> [EXERCISE TASK]
Find the line that contains "person in background." in the entries below. Output it and each later line exactly, and nothing else.

> [DATA EXCERPTS]
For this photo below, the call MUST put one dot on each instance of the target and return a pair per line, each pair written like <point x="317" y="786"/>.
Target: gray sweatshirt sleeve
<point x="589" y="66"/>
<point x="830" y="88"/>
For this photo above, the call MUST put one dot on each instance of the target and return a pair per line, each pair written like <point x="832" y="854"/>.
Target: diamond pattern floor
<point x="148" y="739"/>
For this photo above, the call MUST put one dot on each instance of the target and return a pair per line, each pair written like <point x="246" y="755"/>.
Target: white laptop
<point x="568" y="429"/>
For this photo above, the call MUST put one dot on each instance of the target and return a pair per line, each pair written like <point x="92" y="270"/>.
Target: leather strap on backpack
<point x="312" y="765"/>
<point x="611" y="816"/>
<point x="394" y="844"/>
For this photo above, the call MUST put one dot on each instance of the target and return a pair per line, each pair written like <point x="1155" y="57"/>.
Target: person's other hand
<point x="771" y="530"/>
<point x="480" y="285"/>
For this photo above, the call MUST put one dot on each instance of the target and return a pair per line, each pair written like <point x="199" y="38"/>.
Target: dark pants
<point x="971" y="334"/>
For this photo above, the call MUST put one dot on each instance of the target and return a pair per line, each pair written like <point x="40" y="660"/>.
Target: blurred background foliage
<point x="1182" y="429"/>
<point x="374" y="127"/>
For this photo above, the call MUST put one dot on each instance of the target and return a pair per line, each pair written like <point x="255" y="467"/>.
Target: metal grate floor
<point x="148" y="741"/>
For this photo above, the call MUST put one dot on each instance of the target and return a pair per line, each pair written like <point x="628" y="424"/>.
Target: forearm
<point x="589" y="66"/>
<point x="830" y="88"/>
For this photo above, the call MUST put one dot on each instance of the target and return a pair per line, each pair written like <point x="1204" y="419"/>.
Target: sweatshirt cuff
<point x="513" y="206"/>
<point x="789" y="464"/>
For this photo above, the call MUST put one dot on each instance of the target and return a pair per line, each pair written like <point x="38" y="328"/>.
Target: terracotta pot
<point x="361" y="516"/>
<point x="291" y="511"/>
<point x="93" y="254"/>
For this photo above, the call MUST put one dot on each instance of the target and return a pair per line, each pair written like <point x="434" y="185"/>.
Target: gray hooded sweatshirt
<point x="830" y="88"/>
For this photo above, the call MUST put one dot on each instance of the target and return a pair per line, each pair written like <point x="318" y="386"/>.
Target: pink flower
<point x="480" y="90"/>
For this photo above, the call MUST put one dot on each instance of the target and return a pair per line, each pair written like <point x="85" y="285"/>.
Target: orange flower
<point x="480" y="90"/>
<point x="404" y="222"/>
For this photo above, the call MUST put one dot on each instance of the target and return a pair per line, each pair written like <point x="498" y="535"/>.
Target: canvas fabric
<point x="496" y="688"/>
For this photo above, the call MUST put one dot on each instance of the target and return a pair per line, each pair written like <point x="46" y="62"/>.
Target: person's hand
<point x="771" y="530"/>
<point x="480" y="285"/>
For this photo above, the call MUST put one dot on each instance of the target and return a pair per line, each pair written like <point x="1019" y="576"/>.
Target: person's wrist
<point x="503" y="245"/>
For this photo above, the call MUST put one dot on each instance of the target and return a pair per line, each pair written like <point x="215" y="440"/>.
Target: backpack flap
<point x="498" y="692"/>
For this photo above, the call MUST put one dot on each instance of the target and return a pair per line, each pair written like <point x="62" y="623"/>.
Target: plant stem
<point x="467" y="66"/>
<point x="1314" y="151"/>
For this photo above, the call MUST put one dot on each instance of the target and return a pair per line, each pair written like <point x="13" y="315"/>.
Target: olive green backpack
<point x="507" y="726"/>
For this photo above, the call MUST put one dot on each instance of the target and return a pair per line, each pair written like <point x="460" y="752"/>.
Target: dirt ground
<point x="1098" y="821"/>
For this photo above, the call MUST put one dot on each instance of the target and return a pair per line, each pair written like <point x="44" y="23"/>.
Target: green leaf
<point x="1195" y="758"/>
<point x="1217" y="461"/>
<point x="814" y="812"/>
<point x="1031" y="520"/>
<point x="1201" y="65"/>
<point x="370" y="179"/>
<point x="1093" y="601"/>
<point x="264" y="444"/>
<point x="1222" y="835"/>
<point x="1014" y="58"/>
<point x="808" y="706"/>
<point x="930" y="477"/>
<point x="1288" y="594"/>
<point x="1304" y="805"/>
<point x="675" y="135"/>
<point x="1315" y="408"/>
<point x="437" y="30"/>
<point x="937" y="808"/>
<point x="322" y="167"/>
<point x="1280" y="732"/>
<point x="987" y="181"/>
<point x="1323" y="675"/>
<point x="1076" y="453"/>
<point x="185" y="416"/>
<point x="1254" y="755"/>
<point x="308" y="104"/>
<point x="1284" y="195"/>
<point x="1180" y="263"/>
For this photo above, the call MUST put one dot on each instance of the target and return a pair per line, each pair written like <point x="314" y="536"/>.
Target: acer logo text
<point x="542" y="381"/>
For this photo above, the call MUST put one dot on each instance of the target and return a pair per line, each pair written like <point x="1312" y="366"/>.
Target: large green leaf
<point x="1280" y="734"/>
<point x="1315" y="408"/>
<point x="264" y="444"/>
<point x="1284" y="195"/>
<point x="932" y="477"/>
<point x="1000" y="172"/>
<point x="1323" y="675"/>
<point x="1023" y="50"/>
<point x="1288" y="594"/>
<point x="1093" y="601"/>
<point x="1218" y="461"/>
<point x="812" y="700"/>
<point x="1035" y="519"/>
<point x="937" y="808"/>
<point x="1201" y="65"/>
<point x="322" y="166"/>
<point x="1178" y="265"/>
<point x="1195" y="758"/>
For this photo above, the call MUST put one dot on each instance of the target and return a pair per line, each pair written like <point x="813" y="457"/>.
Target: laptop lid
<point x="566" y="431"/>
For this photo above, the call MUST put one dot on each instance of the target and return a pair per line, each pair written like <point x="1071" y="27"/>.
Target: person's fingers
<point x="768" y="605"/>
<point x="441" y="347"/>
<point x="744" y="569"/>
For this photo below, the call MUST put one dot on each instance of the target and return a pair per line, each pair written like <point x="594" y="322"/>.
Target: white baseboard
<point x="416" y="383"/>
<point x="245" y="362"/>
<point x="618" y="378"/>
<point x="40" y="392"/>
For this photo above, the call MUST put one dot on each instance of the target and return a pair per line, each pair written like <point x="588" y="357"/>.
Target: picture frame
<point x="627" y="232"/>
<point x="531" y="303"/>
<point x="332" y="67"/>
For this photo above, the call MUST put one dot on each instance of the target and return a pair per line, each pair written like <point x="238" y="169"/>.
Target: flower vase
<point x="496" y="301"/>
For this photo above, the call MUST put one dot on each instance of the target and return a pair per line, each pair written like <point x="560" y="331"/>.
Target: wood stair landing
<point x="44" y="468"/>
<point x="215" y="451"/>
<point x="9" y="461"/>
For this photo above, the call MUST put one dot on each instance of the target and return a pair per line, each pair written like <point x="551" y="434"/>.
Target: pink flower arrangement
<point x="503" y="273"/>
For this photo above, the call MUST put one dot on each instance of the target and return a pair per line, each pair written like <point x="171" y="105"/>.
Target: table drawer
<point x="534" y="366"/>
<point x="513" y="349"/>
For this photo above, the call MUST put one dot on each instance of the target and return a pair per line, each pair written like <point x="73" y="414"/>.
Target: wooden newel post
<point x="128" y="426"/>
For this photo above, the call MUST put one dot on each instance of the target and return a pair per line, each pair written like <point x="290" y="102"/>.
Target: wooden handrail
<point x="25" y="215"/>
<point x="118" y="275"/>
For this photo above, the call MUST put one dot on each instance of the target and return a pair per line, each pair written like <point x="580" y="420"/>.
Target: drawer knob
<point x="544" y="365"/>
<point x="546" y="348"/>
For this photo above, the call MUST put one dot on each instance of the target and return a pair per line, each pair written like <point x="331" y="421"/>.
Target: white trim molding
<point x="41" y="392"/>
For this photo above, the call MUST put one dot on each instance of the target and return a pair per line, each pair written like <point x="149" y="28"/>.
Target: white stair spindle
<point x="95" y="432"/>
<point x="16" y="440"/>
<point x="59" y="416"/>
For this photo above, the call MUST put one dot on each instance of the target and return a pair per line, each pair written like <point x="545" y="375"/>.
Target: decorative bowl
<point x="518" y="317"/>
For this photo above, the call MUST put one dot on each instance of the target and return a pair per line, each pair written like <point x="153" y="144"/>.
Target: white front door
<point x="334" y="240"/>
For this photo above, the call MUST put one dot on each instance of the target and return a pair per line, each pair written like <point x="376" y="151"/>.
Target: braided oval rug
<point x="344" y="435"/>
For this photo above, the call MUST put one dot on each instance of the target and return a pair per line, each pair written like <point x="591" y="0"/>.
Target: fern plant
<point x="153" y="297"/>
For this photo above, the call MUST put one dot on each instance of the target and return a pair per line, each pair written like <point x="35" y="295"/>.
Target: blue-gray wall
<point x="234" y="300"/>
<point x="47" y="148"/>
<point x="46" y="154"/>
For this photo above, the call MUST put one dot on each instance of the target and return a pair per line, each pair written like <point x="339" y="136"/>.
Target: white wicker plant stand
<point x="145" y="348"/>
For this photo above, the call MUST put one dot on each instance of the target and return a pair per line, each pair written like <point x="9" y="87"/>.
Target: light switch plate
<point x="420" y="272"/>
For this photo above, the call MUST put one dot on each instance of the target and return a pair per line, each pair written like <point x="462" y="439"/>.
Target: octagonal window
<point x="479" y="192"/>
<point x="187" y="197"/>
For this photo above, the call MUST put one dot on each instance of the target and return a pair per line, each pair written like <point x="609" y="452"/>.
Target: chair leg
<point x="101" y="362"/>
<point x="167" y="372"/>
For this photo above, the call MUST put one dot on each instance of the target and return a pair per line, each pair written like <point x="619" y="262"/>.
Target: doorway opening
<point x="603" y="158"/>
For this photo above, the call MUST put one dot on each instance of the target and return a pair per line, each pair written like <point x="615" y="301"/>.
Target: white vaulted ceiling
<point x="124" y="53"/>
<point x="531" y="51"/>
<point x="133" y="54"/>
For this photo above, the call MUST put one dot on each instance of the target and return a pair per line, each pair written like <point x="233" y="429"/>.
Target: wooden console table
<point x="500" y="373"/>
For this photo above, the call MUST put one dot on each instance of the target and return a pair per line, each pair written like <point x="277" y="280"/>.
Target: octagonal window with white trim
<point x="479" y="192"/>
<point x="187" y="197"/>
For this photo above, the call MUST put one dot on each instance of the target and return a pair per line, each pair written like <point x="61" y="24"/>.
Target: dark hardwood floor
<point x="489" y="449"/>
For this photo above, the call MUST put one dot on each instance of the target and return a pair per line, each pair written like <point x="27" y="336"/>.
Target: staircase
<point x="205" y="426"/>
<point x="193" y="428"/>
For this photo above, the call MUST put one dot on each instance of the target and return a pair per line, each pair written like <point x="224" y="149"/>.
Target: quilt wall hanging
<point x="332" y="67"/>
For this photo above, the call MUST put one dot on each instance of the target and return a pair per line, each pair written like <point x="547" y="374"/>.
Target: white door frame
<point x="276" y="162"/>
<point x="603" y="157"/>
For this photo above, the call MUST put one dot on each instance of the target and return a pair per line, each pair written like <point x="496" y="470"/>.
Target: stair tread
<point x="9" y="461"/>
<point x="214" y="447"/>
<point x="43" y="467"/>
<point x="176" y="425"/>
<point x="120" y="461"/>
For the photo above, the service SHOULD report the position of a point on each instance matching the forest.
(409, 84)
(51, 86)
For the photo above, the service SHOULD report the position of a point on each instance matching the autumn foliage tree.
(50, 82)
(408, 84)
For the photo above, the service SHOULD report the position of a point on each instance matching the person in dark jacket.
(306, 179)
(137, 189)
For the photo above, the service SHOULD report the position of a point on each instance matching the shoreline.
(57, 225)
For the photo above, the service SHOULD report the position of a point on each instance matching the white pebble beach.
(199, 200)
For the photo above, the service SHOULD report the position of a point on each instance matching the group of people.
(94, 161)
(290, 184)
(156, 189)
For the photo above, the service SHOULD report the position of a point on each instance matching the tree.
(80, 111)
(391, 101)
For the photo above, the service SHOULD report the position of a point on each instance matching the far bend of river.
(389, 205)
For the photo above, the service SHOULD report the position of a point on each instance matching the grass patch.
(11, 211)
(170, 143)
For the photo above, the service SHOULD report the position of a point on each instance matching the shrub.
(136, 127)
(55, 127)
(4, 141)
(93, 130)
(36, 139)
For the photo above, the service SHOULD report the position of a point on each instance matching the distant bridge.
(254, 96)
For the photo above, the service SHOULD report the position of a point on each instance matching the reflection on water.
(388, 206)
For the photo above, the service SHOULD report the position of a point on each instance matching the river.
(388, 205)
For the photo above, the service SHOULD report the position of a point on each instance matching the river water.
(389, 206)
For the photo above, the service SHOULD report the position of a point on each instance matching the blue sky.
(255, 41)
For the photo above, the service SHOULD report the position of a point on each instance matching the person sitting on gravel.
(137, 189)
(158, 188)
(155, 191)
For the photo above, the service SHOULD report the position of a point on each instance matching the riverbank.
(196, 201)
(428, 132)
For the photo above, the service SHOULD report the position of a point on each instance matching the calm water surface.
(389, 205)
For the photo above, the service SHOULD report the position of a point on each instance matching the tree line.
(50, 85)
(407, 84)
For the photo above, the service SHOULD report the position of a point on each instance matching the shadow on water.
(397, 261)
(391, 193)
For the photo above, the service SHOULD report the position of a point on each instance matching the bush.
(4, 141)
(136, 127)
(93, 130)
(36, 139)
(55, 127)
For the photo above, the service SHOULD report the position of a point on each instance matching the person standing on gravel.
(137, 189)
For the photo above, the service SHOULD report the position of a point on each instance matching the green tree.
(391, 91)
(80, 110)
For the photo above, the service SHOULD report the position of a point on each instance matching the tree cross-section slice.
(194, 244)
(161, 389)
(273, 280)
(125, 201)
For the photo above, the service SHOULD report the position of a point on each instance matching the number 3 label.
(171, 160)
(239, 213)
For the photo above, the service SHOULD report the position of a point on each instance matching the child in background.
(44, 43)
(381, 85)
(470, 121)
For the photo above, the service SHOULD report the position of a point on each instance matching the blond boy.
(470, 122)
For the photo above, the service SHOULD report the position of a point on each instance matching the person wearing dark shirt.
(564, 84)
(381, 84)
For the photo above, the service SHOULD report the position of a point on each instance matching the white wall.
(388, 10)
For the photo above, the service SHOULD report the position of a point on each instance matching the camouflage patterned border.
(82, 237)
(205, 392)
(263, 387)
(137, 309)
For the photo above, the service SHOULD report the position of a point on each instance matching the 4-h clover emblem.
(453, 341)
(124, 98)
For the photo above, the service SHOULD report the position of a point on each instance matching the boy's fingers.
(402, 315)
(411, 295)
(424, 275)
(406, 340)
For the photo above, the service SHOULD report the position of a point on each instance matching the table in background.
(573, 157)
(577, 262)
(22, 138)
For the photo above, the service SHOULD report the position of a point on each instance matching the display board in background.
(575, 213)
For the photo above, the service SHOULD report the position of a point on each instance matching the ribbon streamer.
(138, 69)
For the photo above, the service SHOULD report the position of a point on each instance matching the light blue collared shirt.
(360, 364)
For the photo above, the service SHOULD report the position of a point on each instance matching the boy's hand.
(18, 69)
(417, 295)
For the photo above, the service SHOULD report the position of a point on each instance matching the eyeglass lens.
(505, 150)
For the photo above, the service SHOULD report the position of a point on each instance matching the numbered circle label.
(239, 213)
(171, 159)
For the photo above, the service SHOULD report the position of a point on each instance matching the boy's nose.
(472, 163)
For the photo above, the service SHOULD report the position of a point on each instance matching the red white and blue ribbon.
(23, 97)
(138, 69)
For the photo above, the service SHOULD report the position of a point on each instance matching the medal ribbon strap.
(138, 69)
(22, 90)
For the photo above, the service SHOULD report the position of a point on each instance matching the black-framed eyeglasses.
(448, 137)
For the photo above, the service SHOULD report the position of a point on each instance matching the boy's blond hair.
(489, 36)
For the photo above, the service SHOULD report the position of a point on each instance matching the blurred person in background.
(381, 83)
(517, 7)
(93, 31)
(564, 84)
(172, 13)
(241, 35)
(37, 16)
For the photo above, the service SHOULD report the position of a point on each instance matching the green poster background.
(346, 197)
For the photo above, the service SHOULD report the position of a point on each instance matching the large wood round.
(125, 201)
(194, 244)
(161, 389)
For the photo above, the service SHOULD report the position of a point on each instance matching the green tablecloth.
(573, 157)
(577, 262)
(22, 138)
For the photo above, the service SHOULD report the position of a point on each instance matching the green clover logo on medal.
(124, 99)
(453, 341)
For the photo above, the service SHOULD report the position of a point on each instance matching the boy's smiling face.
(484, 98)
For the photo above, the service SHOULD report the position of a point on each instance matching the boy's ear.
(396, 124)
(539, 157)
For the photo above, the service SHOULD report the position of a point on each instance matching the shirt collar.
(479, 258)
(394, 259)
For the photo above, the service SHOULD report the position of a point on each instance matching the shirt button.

> [EXERCISE RESULT]
For the photo above, the service SHOULD report the position of a point on each instance matching the blurred person in background.
(381, 83)
(517, 7)
(93, 31)
(564, 84)
(172, 13)
(241, 35)
(37, 16)
For the photo above, the service SHOULD report the position of a point on each instance matching the green poster background.
(346, 197)
For the photo above, the service SHOULD report the position of a point on each instance matching the large wood round.
(125, 201)
(194, 244)
(161, 389)
For the photo above, the service SHOULD report the position of a point on each instance matching the green tablecloth.
(573, 157)
(577, 262)
(22, 138)
For the photo above, the service SHOULD report the position of a point on each instance matching the green clover logo on medal.
(124, 99)
(453, 341)
For the photo above, the service SHOULD report the position of a point on each instance matching the boy's smiling face.
(484, 98)
For the photo above, the service SHOULD report the position of a point on each instance matching the boy's ear.
(396, 124)
(539, 157)
For the photo above, the service SHOULD report the position of a point on each instance matching the shirt collar.
(479, 258)
(394, 259)
For the photo above, the service SHOULD report the position of a point on each instance matching the shirt button.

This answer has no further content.